Items from a dataset:

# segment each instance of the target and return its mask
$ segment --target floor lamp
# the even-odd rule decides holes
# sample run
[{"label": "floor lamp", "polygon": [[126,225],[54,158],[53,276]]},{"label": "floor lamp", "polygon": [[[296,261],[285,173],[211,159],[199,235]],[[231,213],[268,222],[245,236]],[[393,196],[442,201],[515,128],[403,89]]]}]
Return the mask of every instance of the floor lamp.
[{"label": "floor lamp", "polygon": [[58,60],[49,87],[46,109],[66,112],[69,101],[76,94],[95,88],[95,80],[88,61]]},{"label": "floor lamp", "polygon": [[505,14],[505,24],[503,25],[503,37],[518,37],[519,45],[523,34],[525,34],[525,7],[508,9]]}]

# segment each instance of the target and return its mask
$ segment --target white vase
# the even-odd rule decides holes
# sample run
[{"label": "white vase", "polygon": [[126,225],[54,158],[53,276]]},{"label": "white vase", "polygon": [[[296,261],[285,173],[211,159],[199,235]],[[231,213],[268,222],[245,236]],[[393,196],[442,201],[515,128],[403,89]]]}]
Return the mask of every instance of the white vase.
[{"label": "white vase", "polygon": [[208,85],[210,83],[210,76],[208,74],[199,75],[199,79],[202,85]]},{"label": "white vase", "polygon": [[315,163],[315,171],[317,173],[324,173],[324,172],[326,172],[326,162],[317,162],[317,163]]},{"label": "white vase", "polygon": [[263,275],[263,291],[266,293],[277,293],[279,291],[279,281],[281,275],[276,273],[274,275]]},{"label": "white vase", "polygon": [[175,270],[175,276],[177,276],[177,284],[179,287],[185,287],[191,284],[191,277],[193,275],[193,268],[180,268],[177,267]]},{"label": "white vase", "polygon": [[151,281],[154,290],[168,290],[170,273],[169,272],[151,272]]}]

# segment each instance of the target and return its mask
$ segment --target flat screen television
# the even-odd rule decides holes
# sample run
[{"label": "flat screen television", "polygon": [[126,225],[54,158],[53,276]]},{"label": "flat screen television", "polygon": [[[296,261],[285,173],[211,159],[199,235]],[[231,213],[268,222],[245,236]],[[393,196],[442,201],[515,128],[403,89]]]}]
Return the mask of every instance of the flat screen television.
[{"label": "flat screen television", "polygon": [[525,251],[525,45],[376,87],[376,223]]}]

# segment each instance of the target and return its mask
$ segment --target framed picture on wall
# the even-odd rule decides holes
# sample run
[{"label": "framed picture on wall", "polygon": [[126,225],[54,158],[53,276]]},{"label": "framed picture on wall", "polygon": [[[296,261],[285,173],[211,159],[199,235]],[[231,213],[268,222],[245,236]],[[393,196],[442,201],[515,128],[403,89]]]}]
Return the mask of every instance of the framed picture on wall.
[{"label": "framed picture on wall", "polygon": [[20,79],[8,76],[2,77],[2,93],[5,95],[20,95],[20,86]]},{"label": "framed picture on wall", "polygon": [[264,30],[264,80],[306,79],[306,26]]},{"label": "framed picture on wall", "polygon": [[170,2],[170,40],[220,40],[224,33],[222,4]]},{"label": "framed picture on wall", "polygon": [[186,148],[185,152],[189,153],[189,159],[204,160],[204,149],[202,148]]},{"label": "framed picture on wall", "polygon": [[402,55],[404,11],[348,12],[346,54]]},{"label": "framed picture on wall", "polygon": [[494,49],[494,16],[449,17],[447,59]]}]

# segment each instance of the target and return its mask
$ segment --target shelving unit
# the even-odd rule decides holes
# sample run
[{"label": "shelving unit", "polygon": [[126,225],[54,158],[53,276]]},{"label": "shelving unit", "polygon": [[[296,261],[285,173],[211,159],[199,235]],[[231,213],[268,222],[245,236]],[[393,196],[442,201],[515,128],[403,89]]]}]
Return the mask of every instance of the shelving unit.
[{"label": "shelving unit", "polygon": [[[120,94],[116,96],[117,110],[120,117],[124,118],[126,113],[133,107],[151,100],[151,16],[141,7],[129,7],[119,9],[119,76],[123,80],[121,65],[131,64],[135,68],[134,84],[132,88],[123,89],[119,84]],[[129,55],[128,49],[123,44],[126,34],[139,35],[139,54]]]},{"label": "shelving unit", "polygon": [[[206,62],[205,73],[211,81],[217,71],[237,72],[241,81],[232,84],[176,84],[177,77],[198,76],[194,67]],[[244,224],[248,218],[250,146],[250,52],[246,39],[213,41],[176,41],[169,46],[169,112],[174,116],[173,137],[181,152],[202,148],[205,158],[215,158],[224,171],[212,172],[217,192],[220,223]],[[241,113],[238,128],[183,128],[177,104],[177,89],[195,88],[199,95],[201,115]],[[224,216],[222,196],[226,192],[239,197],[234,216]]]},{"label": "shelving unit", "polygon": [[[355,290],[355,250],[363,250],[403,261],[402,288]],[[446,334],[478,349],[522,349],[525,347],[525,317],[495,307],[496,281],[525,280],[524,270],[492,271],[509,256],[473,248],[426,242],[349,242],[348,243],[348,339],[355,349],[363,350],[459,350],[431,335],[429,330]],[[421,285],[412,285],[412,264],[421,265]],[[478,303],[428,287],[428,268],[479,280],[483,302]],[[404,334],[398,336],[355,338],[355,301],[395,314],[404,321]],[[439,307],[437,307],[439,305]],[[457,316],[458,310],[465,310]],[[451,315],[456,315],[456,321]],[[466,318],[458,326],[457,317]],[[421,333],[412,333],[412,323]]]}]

> **Exercise details**
Reproduce the records above in full and with exact wording.

> **Exercise answer**
# segment each instance of the target and return its mask
$ segment --target floor lamp
# the even-odd rule decides holes
# sample run
[{"label": "floor lamp", "polygon": [[126,225],[54,158],[53,276]]},{"label": "floor lamp", "polygon": [[[296,261],[285,173],[211,159],[199,235]],[[231,213],[268,222],[245,236]],[[393,196],[442,201],[515,128],[403,89]]]}]
Return the mask of every instance of the floor lamp.
[{"label": "floor lamp", "polygon": [[58,60],[49,87],[46,109],[66,112],[69,101],[76,94],[95,88],[95,80],[88,61]]},{"label": "floor lamp", "polygon": [[505,14],[505,24],[503,25],[503,37],[518,37],[519,45],[523,34],[525,34],[525,7],[508,9]]}]

# segment each instance of the target and return its mask
$ segment --target white vase
# the even-odd rule decides holes
# sample run
[{"label": "white vase", "polygon": [[126,225],[54,158],[53,276]]},{"label": "white vase", "polygon": [[[296,261],[285,173],[211,159],[199,235]],[[231,213],[268,222],[245,236]],[[393,196],[442,201],[515,128],[403,89]]]}]
Return the mask of every instance of the white vase.
[{"label": "white vase", "polygon": [[208,85],[210,83],[210,76],[208,74],[199,75],[199,79],[202,85]]},{"label": "white vase", "polygon": [[315,163],[315,171],[317,173],[324,173],[324,172],[326,172],[326,162],[317,162],[317,163]]},{"label": "white vase", "polygon": [[263,275],[263,291],[266,293],[277,293],[279,291],[279,281],[281,275],[276,273],[274,275]]},{"label": "white vase", "polygon": [[175,270],[175,276],[177,276],[177,284],[179,287],[185,287],[191,284],[191,277],[193,275],[193,268],[180,268],[177,267]]},{"label": "white vase", "polygon": [[151,281],[154,290],[168,290],[170,273],[169,272],[151,272]]}]

# segment each instance of the target and return its mask
$ segment --target flat screen television
# the even-odd rule decides holes
# sample run
[{"label": "flat screen television", "polygon": [[126,225],[54,158],[53,276]]},{"label": "flat screen television", "polygon": [[[296,261],[285,173],[211,159],[199,235]],[[231,213],[268,222],[245,236]],[[393,196],[442,201],[515,128],[403,89]]]}]
Return the mask of every instance of the flat screen television.
[{"label": "flat screen television", "polygon": [[525,251],[525,45],[376,87],[376,223]]}]

# segment each instance of the target and return its mask
$ segment --target framed picture on wall
# the even-odd rule decides holes
# sample run
[{"label": "framed picture on wall", "polygon": [[126,225],[54,158],[53,276]]},{"label": "framed picture on wall", "polygon": [[[296,261],[285,173],[211,159],[199,235]],[[231,213],[268,222],[245,236]],[[393,196],[442,201],[515,128],[403,89]]]}]
Return the mask of every instance of the framed picture on wall.
[{"label": "framed picture on wall", "polygon": [[20,79],[8,76],[2,77],[2,93],[5,95],[20,95],[20,86]]},{"label": "framed picture on wall", "polygon": [[264,30],[264,80],[306,79],[306,26]]},{"label": "framed picture on wall", "polygon": [[170,2],[170,40],[220,40],[224,33],[222,4]]},{"label": "framed picture on wall", "polygon": [[186,148],[185,152],[189,153],[189,159],[204,160],[204,149],[202,148]]},{"label": "framed picture on wall", "polygon": [[402,55],[404,11],[348,12],[346,54]]},{"label": "framed picture on wall", "polygon": [[494,49],[494,16],[449,17],[447,59]]}]

# segment each instance of the target and return its mask
$ segment --target shelving unit
# the even-odd rule decides holes
# sample run
[{"label": "shelving unit", "polygon": [[126,225],[54,158],[53,276]]},{"label": "shelving unit", "polygon": [[[296,261],[285,173],[211,159],[199,235]],[[231,213],[268,222],[245,236]],[[393,196],[442,201],[515,128],[403,89]]]}]
Return the mask of every instance of the shelving unit.
[{"label": "shelving unit", "polygon": [[[120,94],[116,96],[117,110],[120,117],[124,118],[126,113],[133,107],[151,100],[151,16],[141,7],[129,7],[119,9],[119,76],[123,80],[121,65],[131,64],[135,68],[134,84],[132,88],[123,89],[119,84]],[[129,55],[128,49],[123,44],[126,34],[139,35],[139,54]]]},{"label": "shelving unit", "polygon": [[[206,62],[205,73],[211,81],[217,71],[237,72],[241,81],[232,84],[176,84],[177,77],[198,76],[194,67]],[[244,224],[248,218],[250,146],[250,52],[246,39],[213,41],[176,41],[169,46],[169,112],[174,116],[173,137],[181,152],[202,148],[205,158],[215,158],[224,171],[212,172],[217,192],[220,223]],[[241,113],[238,128],[183,128],[177,104],[177,89],[195,88],[199,95],[201,115]],[[224,216],[222,196],[226,192],[239,197],[234,216]]]},{"label": "shelving unit", "polygon": [[[355,290],[355,250],[363,250],[403,261],[402,288]],[[446,334],[478,349],[522,349],[525,347],[525,317],[495,307],[496,281],[525,280],[524,270],[492,271],[509,256],[473,248],[426,242],[349,242],[348,243],[348,339],[355,349],[363,350],[459,350],[431,335],[429,330]],[[421,285],[412,285],[412,264],[421,265]],[[478,303],[428,287],[428,268],[479,280],[483,302]],[[404,334],[398,336],[355,338],[355,301],[395,314],[404,321]],[[439,307],[437,307],[439,305]],[[457,316],[458,310],[465,310]],[[451,315],[456,315],[456,321]],[[466,318],[458,326],[457,317]],[[421,333],[412,333],[412,323]]]}]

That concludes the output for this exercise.